▸ **Texto**:

▼

As neuroses e overdoses de uma relação passional assaltam nossos sentidos e nos revelam muito do humano, demasiadamente humano. Existem encontros que se definem por uma frase do personagem de Vincent : "Você quer me deixar pela mesma razão que te atraiu em mim.", diz Georgio para sua mulher Tony. Ou seja, aquilo mesmo que atrai é o que inviabiliza. Há algo entre os dois que é irredutivel. Atração fatal, atração mortal. Vida pulsante, morte espreitante. Construção e destruição. Uma gangorra incessante, oscilante.
Georgio é o protótipo perfeito de um sedutor irresistível aos olhos de uma mulher, no caso Tony, vinda de uma relação que arrasou sua auto-estima. Ele é um caçador com pontaria certeira e ela a presa perfeita. Aliança vigorosa de dificil "desfazimento", como diria o poeta Manoel de Barros.
A diretora conduz de forma brilhante esse quebra cabeças que vai se engendrando , a medida em que Tony sofre um "acidente" e é obrigada a parar. Nessa parada obrigatória que o inconsciente lhe impõe, ela vai fazendo uma retrospectiva , uma refilmagem por outro ângulo dessa história: o encontro, a captura, a loucura, o fascinio reciproco, o auge e a queda progressiva.
Mais uma citação do filme: Georgio só consegue viver em forma de um eletrocardiograma de um paciente vital. O eletro linear de um paciente que está morrendo , ou seja, bip...bip... bip não lhe cabe.

▲

Entradas salvas:
▼

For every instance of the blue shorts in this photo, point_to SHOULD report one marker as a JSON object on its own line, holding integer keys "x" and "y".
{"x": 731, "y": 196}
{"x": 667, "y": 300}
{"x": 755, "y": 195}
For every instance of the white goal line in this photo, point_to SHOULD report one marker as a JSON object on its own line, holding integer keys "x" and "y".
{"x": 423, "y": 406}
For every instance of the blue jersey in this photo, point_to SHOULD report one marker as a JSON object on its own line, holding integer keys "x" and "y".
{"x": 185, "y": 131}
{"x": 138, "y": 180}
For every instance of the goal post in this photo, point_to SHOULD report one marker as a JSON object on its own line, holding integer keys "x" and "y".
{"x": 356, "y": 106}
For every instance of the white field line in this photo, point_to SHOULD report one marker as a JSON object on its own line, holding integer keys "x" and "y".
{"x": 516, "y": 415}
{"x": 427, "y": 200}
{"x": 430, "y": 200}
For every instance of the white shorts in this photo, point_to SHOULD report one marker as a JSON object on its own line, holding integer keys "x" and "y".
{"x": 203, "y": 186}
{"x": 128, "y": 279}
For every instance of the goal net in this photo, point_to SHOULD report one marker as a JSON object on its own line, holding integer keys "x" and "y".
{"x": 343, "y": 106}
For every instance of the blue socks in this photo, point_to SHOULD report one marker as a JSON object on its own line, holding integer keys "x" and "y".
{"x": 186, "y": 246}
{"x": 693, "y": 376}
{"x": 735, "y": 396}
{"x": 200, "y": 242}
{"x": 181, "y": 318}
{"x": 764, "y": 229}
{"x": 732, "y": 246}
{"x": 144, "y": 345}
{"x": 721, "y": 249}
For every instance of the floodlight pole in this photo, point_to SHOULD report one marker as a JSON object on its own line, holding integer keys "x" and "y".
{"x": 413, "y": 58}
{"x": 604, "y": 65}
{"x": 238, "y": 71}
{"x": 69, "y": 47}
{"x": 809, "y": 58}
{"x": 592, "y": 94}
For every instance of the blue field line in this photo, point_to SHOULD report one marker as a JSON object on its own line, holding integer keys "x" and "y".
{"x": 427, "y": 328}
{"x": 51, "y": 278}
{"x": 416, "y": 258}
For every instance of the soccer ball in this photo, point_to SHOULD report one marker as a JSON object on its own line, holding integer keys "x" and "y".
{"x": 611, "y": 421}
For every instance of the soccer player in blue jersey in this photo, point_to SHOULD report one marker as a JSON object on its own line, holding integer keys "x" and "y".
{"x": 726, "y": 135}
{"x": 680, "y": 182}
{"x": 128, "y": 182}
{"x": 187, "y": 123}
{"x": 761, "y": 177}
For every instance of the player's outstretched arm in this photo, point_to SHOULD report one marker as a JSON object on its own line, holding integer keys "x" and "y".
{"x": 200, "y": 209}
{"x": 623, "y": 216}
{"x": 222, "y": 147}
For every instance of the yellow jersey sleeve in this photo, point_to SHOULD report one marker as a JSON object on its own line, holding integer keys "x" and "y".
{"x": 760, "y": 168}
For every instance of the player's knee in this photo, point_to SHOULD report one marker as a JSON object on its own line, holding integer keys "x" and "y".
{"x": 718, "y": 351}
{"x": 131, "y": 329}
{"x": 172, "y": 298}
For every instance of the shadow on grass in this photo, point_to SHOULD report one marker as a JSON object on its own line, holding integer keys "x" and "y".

▲

▸ **O que se pede**:
Liste todas as etapas da história que, segundo o texto, Tony revê durante a retrospectiva. As entradas não são necessárias aqui.

▸ **Resposta**:
o encontro, a captura, a loucura, o fascinio reciproco, o auge e a queda progressiva